Place each line of the listing below into a JSON list of strings, one string per line, leaving out any blank lines.

--- begin Data for processing ---

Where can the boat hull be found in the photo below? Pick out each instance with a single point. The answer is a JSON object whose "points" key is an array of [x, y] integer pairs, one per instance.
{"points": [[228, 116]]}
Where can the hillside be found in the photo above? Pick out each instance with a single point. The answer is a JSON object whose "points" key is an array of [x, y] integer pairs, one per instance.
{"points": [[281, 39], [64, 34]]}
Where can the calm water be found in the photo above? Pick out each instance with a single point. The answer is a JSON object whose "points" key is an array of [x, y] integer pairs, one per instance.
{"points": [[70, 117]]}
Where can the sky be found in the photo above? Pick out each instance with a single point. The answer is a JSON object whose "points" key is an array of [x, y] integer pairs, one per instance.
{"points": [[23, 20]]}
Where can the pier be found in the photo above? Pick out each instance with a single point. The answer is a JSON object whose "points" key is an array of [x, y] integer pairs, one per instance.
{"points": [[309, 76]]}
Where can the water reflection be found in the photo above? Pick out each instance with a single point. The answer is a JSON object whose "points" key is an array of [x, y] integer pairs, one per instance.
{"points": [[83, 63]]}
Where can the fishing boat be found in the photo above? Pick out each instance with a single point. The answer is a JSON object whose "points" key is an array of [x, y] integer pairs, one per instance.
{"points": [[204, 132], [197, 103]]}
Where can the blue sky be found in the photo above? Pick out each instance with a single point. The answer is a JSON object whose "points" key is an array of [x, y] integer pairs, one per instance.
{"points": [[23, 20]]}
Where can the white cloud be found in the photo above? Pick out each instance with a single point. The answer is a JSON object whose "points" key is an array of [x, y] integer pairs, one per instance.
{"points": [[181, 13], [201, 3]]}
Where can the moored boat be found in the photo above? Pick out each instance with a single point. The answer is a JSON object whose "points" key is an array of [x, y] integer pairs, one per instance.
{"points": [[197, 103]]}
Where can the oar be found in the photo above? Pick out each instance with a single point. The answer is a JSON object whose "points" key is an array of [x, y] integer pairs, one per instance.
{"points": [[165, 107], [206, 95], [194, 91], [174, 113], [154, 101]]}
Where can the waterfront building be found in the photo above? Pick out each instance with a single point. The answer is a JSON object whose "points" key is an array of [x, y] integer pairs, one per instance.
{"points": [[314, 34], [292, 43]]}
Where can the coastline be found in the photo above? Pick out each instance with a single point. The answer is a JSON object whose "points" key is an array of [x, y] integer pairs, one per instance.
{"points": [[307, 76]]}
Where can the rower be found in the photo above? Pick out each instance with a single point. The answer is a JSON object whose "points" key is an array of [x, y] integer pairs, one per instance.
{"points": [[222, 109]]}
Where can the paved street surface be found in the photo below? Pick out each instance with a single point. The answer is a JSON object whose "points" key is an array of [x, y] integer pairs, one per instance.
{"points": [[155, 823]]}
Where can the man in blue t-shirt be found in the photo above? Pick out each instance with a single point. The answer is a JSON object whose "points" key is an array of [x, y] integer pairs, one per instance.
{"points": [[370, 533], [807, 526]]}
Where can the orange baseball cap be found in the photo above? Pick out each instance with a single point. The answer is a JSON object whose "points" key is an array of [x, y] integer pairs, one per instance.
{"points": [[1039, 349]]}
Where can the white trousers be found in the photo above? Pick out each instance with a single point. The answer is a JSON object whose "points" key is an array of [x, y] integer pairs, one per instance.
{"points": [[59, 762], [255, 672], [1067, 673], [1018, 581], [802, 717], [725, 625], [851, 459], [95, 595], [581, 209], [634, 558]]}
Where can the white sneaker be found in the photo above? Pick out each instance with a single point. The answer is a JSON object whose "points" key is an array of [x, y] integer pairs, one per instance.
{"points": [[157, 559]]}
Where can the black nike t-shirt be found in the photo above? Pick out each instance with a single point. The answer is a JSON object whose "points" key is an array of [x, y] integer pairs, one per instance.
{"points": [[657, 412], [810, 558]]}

--- end Data for processing ---

> [Answer for this exercise]:
[
  "Where can the boat hull be found in the photo below? Pick out each instance with a single point. The answer is a JSON object whose \"points\" key is an array of [x, y] integer pairs, one per instance.",
  "{\"points\": [[228, 116]]}",
  "Where can the hillside be found in the photo above? Pick out each instance with a single point. The answer is a JSON object whose \"points\" key is an array of [x, y] integer pairs, one per instance.",
  "{\"points\": [[281, 39], [64, 34]]}",
  "Where can the calm water be found in the photo above? Pick out each instance with a single point. The answer is a JSON object whose \"points\" key is an array of [x, y] integer pairs, one per instance.",
  "{\"points\": [[70, 117]]}",
  "Where can the sky be found in the photo above? Pick out each instance with a single point. The answer is a JSON object whose \"points\" key is an array of [x, y] integer pairs, one per instance.",
  "{\"points\": [[23, 20]]}",
  "Where can the pier be found in the photo above? Pick out each instance with a single point. The answer is a JSON object whose \"points\" key is an array of [x, y] integer pairs, one per instance.",
  "{\"points\": [[309, 76]]}",
  "Where can the water reflection be found in the photo above? Pick out each instance with a single point. The answer is a JSON object whose \"points\" key is an array of [x, y] integer pairs, one per instance.",
  "{\"points\": [[83, 63]]}",
  "Where can the fishing boat be found in the photo above? Pick out each instance with a single point. The answer is a JSON object whose \"points\" key is an array of [x, y] integer pairs, one per instance.",
  "{\"points\": [[204, 132], [197, 103]]}",
  "Where can the blue sky be found in the photo above? Pick out each instance with a single point. The answer is a JSON object whose \"points\" key is an array of [x, y] integer pairs, one per instance.",
  "{\"points\": [[23, 20]]}",
  "Where can the white cloud be found in the photo above? Pick out each instance with a single point. The answer is a JSON object whose \"points\" key is an array of [x, y] integer pairs, one per instance.",
  "{\"points\": [[181, 13], [201, 3]]}",
  "Where can the moored boat be found in the photo above? Pick out each instance with a single point. The answer is a JSON object whose \"points\" key is an array of [x, y] integer pairs, one per instance.",
  "{\"points\": [[197, 103]]}",
  "Where can the oar be found in the photo above? Pick out each instance with a single point. The answer is a JSON object whose \"points\" key is an array of [x, y] integer pairs, one per instance.",
  "{\"points\": [[165, 107], [206, 95], [194, 91], [174, 113], [154, 101]]}",
  "Where can the waterfront building be found in the photo above? Pick out each instance with a single point. The answer is a JSON object whose \"points\" key is an array of [x, y] integer pairs, one per instance.",
  "{\"points\": [[314, 34], [292, 43]]}",
  "Where can the coastline be found in the photo above? Pick out each instance with a single point. The answer is a JSON object whose \"points\" key is an array of [x, y] integer pairs, one per instance.",
  "{\"points\": [[307, 76]]}",
  "Where can the rower be found in the photo above? Pick out each instance with a single point. The answer is a JSON object whose \"points\" key is an array of [x, y] integer pairs, one per instance.",
  "{\"points\": [[222, 109]]}",
  "Where can the paved street surface be found in the photo below? Pick out each instance with a single point. The answer is a JSON object whose \"points\" key is an array of [x, y] integer pairs, one per instance.",
  "{\"points\": [[155, 823]]}",
  "Where can the man in blue t-shirt be found in the photo above? Pick out each instance with a single point. The answer is a JSON object whose \"points\" key is an array of [x, y] integer pairs, one per instance.",
  "{\"points\": [[370, 533], [807, 526]]}",
  "Where can the orange baseball cap be found in the photo above? Pick out each instance with a single point. The answer is a JSON object whose \"points\" key is an array of [x, y] integer pairs, one per instance.",
  "{\"points\": [[1039, 349]]}",
  "Where can the white trousers be found in the photo above? Pick out each instance with a single point. The answer is a JSON object whose \"points\" key is an array of [x, y] integer pairs, one per instance.",
  "{\"points\": [[59, 762], [255, 672], [1067, 673], [1018, 581], [802, 717], [725, 625], [851, 459], [95, 595], [581, 209], [634, 558]]}",
  "Where can the white sneaker be found in the photo above? Pick out each instance with a single point. The answer is a JSON object whose \"points\" key is an array of [x, y] integer pairs, one per instance.",
  "{\"points\": [[157, 559]]}",
  "Where can the black nike t-shirt be found in the photo above? Pick out each instance with a single point. The answer is a JSON object whose \"points\" key is an array of [x, y] integer pairs, one per instance.",
  "{\"points\": [[657, 412], [810, 558]]}"
]